• Task instructions: Output, word for word, the lines of this listing that fall between the line with "205L131 203L144 214V244L153" and the line with "432L709 420L690 418L671", counting both of those lines, and no others.

• Supplied material:
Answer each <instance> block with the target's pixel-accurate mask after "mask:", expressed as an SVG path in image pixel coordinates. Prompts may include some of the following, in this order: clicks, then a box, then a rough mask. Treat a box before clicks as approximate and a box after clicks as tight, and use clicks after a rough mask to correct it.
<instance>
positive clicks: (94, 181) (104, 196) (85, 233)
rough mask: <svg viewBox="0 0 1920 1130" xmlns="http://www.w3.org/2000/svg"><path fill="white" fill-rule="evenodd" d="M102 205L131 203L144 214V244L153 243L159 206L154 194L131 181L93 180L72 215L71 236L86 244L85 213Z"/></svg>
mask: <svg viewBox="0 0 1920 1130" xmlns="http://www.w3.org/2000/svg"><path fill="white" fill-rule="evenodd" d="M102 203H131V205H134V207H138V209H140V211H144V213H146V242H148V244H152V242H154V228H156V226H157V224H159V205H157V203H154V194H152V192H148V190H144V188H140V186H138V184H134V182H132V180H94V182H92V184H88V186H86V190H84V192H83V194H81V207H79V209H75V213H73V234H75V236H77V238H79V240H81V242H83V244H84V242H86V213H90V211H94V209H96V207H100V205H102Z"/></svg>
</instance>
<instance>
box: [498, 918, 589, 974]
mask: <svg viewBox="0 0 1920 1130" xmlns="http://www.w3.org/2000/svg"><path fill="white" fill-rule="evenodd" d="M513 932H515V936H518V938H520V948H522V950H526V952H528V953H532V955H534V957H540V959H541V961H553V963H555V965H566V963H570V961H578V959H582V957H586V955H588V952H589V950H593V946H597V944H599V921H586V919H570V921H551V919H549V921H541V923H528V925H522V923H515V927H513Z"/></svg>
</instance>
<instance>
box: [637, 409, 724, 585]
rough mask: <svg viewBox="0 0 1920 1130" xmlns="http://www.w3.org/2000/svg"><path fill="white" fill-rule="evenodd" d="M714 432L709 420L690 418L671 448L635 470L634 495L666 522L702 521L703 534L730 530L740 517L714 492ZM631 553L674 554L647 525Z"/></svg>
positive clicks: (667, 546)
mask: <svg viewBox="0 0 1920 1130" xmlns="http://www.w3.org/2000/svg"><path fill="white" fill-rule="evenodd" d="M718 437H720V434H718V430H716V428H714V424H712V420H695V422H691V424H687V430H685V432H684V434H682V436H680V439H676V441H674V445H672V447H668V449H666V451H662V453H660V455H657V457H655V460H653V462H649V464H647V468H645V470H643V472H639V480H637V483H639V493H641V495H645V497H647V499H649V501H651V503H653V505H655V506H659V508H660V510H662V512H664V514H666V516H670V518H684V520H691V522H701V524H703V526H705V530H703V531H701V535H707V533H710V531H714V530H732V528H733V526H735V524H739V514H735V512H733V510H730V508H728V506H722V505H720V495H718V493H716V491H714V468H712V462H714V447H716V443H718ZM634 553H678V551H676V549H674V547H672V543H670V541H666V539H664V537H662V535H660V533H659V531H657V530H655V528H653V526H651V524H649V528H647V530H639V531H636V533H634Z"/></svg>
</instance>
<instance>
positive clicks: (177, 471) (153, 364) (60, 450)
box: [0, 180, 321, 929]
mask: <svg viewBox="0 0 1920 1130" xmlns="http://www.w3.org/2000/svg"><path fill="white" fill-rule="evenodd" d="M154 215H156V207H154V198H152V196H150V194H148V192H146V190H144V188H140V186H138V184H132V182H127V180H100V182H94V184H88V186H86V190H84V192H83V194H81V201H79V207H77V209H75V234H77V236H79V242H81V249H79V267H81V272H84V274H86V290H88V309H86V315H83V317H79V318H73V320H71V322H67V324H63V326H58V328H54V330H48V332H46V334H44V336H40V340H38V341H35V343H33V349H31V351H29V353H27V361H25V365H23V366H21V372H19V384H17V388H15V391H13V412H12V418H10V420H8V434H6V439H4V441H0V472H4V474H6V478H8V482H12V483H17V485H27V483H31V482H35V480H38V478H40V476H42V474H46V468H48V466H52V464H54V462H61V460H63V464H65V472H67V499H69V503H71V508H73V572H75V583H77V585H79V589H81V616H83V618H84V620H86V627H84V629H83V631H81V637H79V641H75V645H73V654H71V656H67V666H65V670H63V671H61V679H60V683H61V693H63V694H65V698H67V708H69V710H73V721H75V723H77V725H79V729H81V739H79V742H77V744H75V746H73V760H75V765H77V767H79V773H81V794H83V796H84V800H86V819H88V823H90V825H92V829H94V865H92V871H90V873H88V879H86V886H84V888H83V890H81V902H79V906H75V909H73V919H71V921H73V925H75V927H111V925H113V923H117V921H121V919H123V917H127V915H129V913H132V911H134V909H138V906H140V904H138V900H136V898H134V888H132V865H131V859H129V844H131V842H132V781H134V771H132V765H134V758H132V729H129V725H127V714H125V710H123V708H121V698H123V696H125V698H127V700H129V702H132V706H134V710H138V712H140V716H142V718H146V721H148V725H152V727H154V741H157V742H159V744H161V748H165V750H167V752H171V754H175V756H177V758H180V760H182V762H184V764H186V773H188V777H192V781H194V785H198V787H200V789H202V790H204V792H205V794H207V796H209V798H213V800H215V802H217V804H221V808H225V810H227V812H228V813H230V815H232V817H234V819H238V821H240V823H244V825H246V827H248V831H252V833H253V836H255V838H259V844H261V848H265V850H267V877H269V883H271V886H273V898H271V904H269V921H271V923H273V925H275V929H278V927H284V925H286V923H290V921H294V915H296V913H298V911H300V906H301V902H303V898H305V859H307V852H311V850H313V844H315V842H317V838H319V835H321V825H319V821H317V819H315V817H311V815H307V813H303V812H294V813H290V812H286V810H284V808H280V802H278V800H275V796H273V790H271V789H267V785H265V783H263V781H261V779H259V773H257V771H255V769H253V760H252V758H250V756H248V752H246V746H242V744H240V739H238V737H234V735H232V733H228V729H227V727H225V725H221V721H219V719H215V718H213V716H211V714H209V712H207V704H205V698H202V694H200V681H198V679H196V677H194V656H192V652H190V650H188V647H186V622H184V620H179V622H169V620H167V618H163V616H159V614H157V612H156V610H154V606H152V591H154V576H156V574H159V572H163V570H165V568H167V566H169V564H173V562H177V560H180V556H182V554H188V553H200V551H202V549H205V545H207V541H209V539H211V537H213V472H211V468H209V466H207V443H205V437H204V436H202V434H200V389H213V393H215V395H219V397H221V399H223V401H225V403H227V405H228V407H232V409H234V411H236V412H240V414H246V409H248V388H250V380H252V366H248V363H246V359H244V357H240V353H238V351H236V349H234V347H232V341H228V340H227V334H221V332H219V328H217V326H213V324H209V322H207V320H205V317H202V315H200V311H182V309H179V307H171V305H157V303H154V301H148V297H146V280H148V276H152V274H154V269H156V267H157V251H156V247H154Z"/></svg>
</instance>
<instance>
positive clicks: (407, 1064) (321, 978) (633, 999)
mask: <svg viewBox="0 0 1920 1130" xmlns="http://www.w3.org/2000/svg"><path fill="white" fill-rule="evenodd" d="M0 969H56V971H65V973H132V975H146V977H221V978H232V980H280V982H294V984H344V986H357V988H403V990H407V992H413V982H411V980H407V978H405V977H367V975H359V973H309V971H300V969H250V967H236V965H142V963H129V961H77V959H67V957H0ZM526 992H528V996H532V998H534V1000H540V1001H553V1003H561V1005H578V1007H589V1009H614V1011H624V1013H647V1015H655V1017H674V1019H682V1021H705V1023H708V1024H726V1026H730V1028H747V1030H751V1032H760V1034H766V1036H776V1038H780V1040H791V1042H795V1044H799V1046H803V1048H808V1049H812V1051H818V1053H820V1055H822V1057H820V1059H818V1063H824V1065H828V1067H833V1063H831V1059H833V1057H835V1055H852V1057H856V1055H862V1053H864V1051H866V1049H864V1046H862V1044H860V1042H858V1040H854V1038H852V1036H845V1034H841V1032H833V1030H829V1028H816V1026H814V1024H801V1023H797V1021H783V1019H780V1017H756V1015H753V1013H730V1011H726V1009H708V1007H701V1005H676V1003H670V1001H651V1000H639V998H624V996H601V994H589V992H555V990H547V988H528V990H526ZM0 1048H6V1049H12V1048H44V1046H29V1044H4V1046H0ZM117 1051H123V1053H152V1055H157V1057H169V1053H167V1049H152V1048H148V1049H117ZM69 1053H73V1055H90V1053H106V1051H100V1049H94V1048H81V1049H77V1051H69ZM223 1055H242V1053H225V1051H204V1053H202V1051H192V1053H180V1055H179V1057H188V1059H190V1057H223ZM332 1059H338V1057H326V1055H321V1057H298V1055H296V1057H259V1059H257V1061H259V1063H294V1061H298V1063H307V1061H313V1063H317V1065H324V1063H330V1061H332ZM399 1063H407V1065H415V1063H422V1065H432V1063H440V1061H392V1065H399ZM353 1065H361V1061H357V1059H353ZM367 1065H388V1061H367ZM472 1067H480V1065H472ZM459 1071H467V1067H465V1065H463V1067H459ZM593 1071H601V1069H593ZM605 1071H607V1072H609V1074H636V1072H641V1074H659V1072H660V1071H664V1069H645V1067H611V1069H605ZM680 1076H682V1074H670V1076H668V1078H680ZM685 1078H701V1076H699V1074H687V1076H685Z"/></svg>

• Result of the exercise:
rough mask: <svg viewBox="0 0 1920 1130" xmlns="http://www.w3.org/2000/svg"><path fill="white" fill-rule="evenodd" d="M102 205L131 203L144 214V244L153 243L159 206L154 194L131 181L93 180L72 215L71 236L86 244L85 213Z"/></svg>
mask: <svg viewBox="0 0 1920 1130" xmlns="http://www.w3.org/2000/svg"><path fill="white" fill-rule="evenodd" d="M102 203H131V205H134V207H138V209H140V211H144V213H146V242H148V244H152V242H154V228H156V226H157V224H159V205H157V203H154V194H152V192H148V190H144V188H140V186H138V184H134V182H132V180H94V182H92V184H88V186H86V190H84V192H83V194H81V207H79V209H75V213H73V234H75V236H77V238H79V240H81V242H83V244H84V242H86V213H90V211H94V209H96V207H100V205H102Z"/></svg>
</instance>
<instance>
box: [498, 918, 589, 974]
mask: <svg viewBox="0 0 1920 1130" xmlns="http://www.w3.org/2000/svg"><path fill="white" fill-rule="evenodd" d="M513 932H515V936H518V938H520V948H522V950H526V952H528V953H532V955H534V957H540V959H541V961H553V963H555V965H566V963H570V961H578V959H582V957H586V955H588V952H589V950H593V946H597V944H599V921H586V919H570V921H551V919H549V921H541V923H528V925H522V923H515V927H513Z"/></svg>
</instance>
<instance>
box: [637, 409, 724, 585]
rough mask: <svg viewBox="0 0 1920 1130" xmlns="http://www.w3.org/2000/svg"><path fill="white" fill-rule="evenodd" d="M714 432L709 420L690 418L671 448L635 470L634 495L666 522L702 521L703 534L730 530L740 517L714 492ZM631 553L674 554L647 525Z"/></svg>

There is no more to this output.